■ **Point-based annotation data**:

-- Start --

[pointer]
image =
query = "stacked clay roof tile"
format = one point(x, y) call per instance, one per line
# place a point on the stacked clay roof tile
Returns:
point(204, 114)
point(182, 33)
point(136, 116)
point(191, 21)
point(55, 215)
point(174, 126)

-- End --

■ **The problem**: Quote the rows verbatim, starting with the first line and continuing through the line that contains "point(55, 215)", with both ends included.

■ **The response**:
[pointer]
image =
query = "stacked clay roof tile"
format = one point(x, y) call per instance, one per line
# place a point on the stacked clay roof tile
Returns:
point(204, 114)
point(182, 33)
point(136, 116)
point(191, 21)
point(55, 215)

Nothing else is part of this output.